■ Goal ■
Write out each line of the material again, word for word.

■ Items from a dataset ■

** begin **

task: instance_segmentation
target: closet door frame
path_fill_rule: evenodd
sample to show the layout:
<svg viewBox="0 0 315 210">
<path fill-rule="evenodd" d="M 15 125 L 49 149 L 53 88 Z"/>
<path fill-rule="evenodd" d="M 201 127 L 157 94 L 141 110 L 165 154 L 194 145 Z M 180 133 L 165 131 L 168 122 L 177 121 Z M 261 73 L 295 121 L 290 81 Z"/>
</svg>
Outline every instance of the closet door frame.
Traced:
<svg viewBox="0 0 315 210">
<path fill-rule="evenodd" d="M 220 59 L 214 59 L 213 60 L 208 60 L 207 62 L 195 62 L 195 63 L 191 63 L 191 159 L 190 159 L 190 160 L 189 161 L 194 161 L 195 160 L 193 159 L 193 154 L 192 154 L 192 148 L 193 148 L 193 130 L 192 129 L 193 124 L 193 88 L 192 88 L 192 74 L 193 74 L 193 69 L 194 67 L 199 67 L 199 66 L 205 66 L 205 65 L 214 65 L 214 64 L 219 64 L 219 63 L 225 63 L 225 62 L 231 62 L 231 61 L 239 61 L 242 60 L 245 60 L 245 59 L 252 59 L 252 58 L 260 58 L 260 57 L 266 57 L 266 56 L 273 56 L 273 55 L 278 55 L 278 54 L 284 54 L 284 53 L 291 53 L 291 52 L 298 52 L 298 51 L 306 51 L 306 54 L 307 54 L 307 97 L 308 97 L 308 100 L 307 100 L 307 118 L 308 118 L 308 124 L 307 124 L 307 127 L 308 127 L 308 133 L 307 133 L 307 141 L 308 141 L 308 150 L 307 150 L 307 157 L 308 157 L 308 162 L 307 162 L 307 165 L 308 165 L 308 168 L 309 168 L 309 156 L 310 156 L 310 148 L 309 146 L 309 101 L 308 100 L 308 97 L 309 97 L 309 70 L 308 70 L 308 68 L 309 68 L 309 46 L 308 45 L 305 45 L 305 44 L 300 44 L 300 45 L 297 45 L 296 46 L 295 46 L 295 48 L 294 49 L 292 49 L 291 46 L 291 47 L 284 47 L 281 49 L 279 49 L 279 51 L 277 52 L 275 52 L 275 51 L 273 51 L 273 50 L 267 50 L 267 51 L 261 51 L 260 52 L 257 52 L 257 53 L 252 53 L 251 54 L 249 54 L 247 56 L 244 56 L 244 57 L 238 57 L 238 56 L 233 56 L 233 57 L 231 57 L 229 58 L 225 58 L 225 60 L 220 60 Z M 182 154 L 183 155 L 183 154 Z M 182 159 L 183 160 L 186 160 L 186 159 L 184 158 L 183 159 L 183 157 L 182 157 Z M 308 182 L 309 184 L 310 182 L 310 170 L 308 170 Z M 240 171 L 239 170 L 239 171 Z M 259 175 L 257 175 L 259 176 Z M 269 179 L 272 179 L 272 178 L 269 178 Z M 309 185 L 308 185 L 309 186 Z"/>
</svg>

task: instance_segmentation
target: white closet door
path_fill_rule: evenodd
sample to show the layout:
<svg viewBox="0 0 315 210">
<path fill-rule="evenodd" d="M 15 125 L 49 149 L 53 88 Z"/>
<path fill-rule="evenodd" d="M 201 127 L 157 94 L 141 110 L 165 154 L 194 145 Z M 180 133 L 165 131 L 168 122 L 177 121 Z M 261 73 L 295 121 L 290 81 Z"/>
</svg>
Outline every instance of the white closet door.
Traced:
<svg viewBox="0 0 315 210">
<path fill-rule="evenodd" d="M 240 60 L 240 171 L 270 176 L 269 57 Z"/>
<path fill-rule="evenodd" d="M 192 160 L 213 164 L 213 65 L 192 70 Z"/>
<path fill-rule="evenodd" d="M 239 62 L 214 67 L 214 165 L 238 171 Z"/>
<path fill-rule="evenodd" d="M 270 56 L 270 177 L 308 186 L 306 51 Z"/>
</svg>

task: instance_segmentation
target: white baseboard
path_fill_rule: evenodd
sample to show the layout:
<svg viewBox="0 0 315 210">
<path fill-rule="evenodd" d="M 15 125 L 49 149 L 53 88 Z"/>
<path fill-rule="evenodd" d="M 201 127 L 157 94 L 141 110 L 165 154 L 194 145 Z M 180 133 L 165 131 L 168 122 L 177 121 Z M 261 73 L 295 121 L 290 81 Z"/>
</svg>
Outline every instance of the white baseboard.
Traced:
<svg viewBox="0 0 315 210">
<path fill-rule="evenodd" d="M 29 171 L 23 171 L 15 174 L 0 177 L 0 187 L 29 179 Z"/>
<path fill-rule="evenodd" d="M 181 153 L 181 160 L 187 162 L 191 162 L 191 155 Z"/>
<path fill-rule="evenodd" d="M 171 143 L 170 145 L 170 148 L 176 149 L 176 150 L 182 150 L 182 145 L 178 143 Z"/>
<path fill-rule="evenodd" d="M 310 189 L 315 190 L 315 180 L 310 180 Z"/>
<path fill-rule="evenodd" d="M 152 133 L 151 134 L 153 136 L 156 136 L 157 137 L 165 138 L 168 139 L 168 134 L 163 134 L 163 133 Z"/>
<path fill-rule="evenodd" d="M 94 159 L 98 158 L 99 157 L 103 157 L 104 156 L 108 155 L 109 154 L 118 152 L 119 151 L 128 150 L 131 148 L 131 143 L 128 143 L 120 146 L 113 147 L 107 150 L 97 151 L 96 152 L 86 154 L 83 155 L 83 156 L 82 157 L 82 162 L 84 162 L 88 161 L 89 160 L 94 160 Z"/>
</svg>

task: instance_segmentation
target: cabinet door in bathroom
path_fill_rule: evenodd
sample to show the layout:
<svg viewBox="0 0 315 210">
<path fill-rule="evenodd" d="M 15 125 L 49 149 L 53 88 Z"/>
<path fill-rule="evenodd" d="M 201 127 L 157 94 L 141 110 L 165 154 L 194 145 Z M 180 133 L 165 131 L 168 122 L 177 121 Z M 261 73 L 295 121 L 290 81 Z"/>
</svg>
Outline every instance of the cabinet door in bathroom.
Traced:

** end **

■ Response ■
task: instance_segmentation
target: closet door frame
path_fill_rule: evenodd
sample to show the layout:
<svg viewBox="0 0 315 210">
<path fill-rule="evenodd" d="M 15 125 L 49 149 L 53 88 Z"/>
<path fill-rule="evenodd" d="M 201 127 L 157 94 L 141 110 L 165 154 L 194 145 Z M 180 133 L 165 131 L 168 122 L 177 121 Z M 261 73 L 295 121 L 290 81 Z"/>
</svg>
Outline every instance of the closet door frame.
Traced:
<svg viewBox="0 0 315 210">
<path fill-rule="evenodd" d="M 220 59 L 214 59 L 213 60 L 208 60 L 207 62 L 195 62 L 195 63 L 191 63 L 191 159 L 190 159 L 190 160 L 189 161 L 194 161 L 195 160 L 193 159 L 193 154 L 192 154 L 192 148 L 193 148 L 193 130 L 192 129 L 193 124 L 193 88 L 192 88 L 192 74 L 193 74 L 193 69 L 194 67 L 199 67 L 199 66 L 205 66 L 205 65 L 214 65 L 214 64 L 219 64 L 219 63 L 225 63 L 225 62 L 231 62 L 231 61 L 239 61 L 242 60 L 245 60 L 245 59 L 252 59 L 252 58 L 260 58 L 260 57 L 266 57 L 266 56 L 273 56 L 273 55 L 278 55 L 278 54 L 284 54 L 284 53 L 291 53 L 291 52 L 298 52 L 298 51 L 306 51 L 306 54 L 307 54 L 307 97 L 308 97 L 308 100 L 307 100 L 307 118 L 308 118 L 308 124 L 307 124 L 307 127 L 308 127 L 308 133 L 307 133 L 307 141 L 308 141 L 308 150 L 307 150 L 307 157 L 308 157 L 308 162 L 307 162 L 307 165 L 308 165 L 308 168 L 309 168 L 309 156 L 310 156 L 310 148 L 309 146 L 309 101 L 308 100 L 308 97 L 309 97 L 309 70 L 308 70 L 308 68 L 309 68 L 309 46 L 308 45 L 305 45 L 305 44 L 300 44 L 300 45 L 297 45 L 296 46 L 295 46 L 295 48 L 294 49 L 292 49 L 291 46 L 291 47 L 284 47 L 281 49 L 279 49 L 279 51 L 277 52 L 275 52 L 275 51 L 273 51 L 273 50 L 267 50 L 267 51 L 261 51 L 260 52 L 257 52 L 257 53 L 252 53 L 251 54 L 249 54 L 247 56 L 244 56 L 244 57 L 238 57 L 238 56 L 233 56 L 233 57 L 231 57 L 229 58 L 225 58 L 225 60 L 220 60 Z M 182 154 L 183 155 L 183 154 Z M 182 159 L 183 160 L 186 160 L 186 159 L 184 158 L 183 159 L 183 157 L 182 157 Z M 308 182 L 309 184 L 310 182 L 310 170 L 308 170 Z M 240 171 L 239 170 L 239 171 Z M 259 175 L 257 175 L 259 176 Z M 269 179 L 272 179 L 272 178 L 269 178 Z M 309 185 L 308 185 L 309 186 Z"/>
</svg>

task: instance_segmentation
target: white closet door
path_fill_rule: evenodd
sample to show the layout:
<svg viewBox="0 0 315 210">
<path fill-rule="evenodd" d="M 15 125 L 49 149 L 53 88 Z"/>
<path fill-rule="evenodd" d="M 201 127 L 157 94 L 141 110 L 165 154 L 194 145 Z M 180 133 L 165 131 L 168 122 L 177 121 Z M 261 73 L 295 121 L 290 81 Z"/>
</svg>
Outline every instance of the white closet door.
Traced:
<svg viewBox="0 0 315 210">
<path fill-rule="evenodd" d="M 240 60 L 240 171 L 270 176 L 269 57 Z"/>
<path fill-rule="evenodd" d="M 192 160 L 213 164 L 213 65 L 192 70 Z"/>
<path fill-rule="evenodd" d="M 239 62 L 214 67 L 214 165 L 238 171 Z"/>
<path fill-rule="evenodd" d="M 270 56 L 270 177 L 308 186 L 306 51 Z"/>
</svg>

task: instance_segmentation
target: white baseboard
path_fill_rule: evenodd
sample to show the layout:
<svg viewBox="0 0 315 210">
<path fill-rule="evenodd" d="M 15 125 L 49 149 L 53 88 Z"/>
<path fill-rule="evenodd" d="M 201 127 L 157 94 L 141 110 L 165 154 L 194 145 Z M 180 133 L 165 131 L 168 122 L 177 121 Z M 261 73 L 295 121 L 290 81 Z"/>
</svg>
Outline every instance of the white baseboard.
Traced:
<svg viewBox="0 0 315 210">
<path fill-rule="evenodd" d="M 29 171 L 23 171 L 15 174 L 0 177 L 0 187 L 29 179 Z"/>
<path fill-rule="evenodd" d="M 181 153 L 181 160 L 187 162 L 191 162 L 191 155 Z"/>
<path fill-rule="evenodd" d="M 171 143 L 170 145 L 170 148 L 176 149 L 176 150 L 182 150 L 182 145 L 178 143 Z"/>
<path fill-rule="evenodd" d="M 310 189 L 315 190 L 315 180 L 310 180 Z"/>
<path fill-rule="evenodd" d="M 152 133 L 151 134 L 153 136 L 156 136 L 157 137 L 165 138 L 168 139 L 168 134 L 163 134 L 163 133 Z"/>
<path fill-rule="evenodd" d="M 94 159 L 98 158 L 99 157 L 103 157 L 104 156 L 108 155 L 109 154 L 118 152 L 119 151 L 128 150 L 131 148 L 131 143 L 128 143 L 120 146 L 113 147 L 107 150 L 97 151 L 96 152 L 86 154 L 83 155 L 83 156 L 82 157 L 82 162 L 84 162 L 88 161 L 89 160 L 94 160 Z"/>
</svg>

task: instance_segmentation
target: cabinet door in bathroom
path_fill_rule: evenodd
sample to show the layout:
<svg viewBox="0 0 315 210">
<path fill-rule="evenodd" d="M 15 125 L 49 149 L 53 88 Z"/>
<path fill-rule="evenodd" d="M 201 127 L 157 94 L 141 110 L 165 154 L 194 145 Z M 180 133 L 165 131 L 168 122 L 177 121 Z M 261 73 L 295 121 L 290 81 Z"/>
</svg>
Outline every instance of the cabinet door in bathroom.
Traced:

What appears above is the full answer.